(Entries taken from a collection)
-=-=-
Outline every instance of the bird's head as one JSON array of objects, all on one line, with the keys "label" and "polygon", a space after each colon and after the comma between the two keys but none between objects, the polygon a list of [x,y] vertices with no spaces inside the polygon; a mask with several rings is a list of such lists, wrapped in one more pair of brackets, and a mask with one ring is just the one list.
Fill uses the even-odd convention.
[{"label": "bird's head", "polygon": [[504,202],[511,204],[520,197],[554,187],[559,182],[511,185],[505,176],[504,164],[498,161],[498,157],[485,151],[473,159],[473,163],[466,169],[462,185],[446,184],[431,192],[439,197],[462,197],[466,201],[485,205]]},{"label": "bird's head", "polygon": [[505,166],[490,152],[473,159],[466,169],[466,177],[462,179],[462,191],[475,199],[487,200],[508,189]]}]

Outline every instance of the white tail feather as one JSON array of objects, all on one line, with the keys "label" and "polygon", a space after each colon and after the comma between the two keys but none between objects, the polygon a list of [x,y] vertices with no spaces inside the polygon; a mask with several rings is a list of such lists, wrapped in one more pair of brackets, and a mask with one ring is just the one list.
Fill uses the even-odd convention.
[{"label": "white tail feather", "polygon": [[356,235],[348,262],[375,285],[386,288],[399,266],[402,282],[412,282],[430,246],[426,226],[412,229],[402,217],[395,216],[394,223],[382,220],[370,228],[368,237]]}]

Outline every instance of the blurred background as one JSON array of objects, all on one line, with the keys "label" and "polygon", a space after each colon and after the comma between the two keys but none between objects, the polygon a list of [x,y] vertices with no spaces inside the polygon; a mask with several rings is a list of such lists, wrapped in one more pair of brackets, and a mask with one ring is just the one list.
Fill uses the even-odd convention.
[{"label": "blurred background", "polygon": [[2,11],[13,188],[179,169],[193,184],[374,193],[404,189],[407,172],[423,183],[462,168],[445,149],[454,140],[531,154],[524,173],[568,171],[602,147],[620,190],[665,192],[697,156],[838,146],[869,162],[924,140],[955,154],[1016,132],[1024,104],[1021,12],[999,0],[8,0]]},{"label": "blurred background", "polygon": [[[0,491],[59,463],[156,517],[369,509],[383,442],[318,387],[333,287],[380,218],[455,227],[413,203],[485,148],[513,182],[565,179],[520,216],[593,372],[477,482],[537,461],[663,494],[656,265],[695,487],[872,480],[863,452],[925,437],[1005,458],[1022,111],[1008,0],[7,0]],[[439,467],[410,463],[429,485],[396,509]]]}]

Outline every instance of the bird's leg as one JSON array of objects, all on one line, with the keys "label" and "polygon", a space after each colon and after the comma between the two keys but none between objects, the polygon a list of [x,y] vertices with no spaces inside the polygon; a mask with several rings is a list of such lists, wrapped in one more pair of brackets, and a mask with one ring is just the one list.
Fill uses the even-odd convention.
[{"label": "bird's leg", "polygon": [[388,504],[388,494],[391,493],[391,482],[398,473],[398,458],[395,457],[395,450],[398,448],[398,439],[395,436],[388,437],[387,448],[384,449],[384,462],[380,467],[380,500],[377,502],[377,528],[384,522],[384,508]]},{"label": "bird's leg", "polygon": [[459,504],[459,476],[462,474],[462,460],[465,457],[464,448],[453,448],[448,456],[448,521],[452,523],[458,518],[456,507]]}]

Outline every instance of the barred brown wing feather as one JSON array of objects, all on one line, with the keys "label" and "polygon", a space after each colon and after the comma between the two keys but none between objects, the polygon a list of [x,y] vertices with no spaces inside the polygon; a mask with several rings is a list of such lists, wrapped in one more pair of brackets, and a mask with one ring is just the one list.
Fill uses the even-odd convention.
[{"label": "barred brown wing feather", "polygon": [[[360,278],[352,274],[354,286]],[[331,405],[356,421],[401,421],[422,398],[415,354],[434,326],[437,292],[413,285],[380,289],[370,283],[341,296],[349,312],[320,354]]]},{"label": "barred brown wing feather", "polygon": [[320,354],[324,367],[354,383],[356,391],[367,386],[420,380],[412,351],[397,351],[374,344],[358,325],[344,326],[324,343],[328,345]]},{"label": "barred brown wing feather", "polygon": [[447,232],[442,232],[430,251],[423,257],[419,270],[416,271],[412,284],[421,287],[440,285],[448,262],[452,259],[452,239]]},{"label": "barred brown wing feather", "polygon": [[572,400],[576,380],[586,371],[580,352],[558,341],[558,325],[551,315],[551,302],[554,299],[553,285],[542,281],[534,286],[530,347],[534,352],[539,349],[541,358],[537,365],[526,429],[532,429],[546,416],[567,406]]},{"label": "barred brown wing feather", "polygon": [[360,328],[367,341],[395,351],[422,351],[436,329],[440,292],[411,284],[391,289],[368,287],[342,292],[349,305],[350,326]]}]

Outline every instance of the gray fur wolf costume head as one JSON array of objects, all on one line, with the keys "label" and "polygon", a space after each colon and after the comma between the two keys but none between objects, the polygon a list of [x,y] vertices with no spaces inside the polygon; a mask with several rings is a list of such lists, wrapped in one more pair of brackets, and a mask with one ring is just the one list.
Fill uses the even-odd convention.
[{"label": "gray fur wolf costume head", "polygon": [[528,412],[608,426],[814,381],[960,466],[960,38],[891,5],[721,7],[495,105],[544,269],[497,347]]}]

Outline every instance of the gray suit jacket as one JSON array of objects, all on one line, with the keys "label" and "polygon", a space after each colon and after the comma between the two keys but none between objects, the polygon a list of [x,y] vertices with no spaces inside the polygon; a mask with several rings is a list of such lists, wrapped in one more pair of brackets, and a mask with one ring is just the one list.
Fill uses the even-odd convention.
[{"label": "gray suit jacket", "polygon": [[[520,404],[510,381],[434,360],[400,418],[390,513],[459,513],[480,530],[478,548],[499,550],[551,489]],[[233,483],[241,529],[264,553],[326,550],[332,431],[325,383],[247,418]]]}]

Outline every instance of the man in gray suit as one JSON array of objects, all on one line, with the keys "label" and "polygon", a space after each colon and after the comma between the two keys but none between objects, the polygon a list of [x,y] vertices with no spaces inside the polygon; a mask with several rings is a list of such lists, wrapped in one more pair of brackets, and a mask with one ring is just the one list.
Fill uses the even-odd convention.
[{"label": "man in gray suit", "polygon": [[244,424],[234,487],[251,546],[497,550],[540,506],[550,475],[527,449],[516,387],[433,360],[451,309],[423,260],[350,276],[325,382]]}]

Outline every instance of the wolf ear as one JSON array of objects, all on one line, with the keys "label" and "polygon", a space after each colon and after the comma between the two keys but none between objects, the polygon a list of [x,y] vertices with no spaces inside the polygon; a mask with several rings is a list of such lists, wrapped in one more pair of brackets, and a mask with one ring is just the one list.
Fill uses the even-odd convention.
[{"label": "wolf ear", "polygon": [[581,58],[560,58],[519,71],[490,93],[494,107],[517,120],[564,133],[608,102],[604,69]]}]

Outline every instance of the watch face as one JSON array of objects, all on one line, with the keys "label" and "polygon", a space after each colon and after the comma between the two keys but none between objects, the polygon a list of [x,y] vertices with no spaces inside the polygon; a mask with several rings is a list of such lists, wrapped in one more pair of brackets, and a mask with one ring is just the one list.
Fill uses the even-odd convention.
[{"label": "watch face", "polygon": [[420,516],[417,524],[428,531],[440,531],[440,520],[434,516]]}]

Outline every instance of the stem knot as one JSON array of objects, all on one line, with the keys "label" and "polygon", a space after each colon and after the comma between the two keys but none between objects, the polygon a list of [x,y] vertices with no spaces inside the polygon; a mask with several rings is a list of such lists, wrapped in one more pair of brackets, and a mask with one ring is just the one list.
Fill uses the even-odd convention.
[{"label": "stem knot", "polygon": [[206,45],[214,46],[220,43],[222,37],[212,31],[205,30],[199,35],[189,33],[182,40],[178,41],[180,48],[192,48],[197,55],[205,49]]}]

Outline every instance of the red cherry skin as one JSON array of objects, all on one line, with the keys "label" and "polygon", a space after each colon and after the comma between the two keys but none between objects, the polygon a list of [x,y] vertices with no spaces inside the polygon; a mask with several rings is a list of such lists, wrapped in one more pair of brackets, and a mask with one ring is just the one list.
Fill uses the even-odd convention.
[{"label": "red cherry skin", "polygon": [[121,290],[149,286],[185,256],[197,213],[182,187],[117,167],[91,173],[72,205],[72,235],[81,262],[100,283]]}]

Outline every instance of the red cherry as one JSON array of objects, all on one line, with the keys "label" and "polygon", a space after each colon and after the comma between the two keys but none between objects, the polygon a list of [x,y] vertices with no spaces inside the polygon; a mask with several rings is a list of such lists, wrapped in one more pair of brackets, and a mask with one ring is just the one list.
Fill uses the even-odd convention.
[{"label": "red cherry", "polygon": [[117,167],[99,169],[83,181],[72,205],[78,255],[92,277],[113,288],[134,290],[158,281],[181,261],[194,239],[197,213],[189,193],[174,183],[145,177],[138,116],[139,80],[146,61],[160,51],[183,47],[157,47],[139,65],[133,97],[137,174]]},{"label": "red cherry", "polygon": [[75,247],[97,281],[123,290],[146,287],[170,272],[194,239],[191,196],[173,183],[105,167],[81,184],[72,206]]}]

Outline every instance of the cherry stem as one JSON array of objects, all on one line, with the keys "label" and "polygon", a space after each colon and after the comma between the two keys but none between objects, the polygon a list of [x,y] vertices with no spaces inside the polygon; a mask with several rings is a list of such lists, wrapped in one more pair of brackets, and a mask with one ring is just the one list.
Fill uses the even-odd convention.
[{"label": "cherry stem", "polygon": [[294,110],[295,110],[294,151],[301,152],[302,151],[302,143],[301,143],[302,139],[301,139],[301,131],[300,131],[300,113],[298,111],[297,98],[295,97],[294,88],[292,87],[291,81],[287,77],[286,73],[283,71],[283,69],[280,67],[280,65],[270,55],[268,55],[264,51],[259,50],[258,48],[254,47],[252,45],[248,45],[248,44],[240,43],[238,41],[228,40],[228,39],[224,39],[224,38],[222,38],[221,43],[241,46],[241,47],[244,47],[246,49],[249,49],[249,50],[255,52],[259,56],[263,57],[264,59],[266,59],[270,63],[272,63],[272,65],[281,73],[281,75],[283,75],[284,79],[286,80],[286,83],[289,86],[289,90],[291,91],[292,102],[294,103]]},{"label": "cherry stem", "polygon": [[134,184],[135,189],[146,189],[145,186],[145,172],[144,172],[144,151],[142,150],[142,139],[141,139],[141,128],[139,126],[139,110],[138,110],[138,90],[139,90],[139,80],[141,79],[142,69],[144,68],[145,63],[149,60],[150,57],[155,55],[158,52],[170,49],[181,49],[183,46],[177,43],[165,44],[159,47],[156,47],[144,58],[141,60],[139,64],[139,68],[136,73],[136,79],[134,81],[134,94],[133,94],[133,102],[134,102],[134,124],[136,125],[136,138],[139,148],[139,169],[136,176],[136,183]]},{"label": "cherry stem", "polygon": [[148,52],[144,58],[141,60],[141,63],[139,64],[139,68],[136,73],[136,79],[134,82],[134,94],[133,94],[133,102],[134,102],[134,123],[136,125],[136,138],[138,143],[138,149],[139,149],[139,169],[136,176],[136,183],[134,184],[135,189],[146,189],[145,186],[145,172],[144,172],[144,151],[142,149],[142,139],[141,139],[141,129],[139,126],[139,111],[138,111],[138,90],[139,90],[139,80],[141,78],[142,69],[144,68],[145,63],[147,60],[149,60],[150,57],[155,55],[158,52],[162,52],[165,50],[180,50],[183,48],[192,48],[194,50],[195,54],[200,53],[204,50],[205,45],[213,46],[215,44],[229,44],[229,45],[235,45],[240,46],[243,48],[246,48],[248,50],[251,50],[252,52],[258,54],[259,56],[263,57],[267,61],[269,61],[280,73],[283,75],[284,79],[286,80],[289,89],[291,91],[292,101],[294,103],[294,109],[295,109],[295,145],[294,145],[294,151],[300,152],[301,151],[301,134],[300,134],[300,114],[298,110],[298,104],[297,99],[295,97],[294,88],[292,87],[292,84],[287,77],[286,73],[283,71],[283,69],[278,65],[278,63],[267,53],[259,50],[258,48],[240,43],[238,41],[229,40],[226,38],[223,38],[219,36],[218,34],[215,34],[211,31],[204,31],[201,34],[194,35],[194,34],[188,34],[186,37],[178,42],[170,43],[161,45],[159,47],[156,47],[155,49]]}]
-=-=-
▸ **Task brief**
Restate exactly the records above from their first line through the line that holds "Outline every instance of the blurred", please, including both and leaving out all others.

▸ **Answer to this task**
Outline every instance of the bird's head as one JSON array of objects, all on one line, with the keys "label" and "polygon", a space after each colon and after the comma between the two keys but none between objects, the polygon a list of [x,y] vertices with no spaces inside the polygon; a mask with several rings is a list of such lists, wrapped in one more pair of brackets, and a mask with one ring is just the one list.
Fill uses the even-odd convention.
[{"label": "bird's head", "polygon": [[504,202],[511,204],[520,197],[554,187],[559,182],[511,185],[505,176],[504,164],[498,161],[498,157],[485,151],[473,159],[473,163],[466,169],[462,185],[446,184],[431,192],[439,197],[462,197],[466,201],[485,205]]},{"label": "bird's head", "polygon": [[505,166],[490,152],[473,159],[466,169],[466,177],[462,179],[462,191],[475,199],[487,200],[508,189]]}]

Outline every instance of the white tail feather as one JSON array of objects, all on one line, with the keys "label" and "polygon", a space after each colon and after the comma between the two keys but none between objects, the polygon a list of [x,y] vertices with no spaces inside the polygon; a mask with several rings is a list of such lists, wrapped in one more pair of brackets, and a mask with one ring is just the one list.
Fill uses the even-odd convention.
[{"label": "white tail feather", "polygon": [[356,235],[348,262],[375,285],[386,288],[399,266],[402,282],[412,282],[430,246],[426,226],[412,229],[402,217],[395,216],[394,223],[382,220],[370,228],[368,237]]}]

Outline every instance of the blurred background as one JSON array of objects, all on one line, with the keys "label" and "polygon", a space after each colon and after the comma between the two keys but none between objects, the polygon a list of [x,y] vertices with no spaces inside the polygon; a mask with several rings is a list of such lists, wrapped in one more pair of brackets, and a mask with one ring is just the one list.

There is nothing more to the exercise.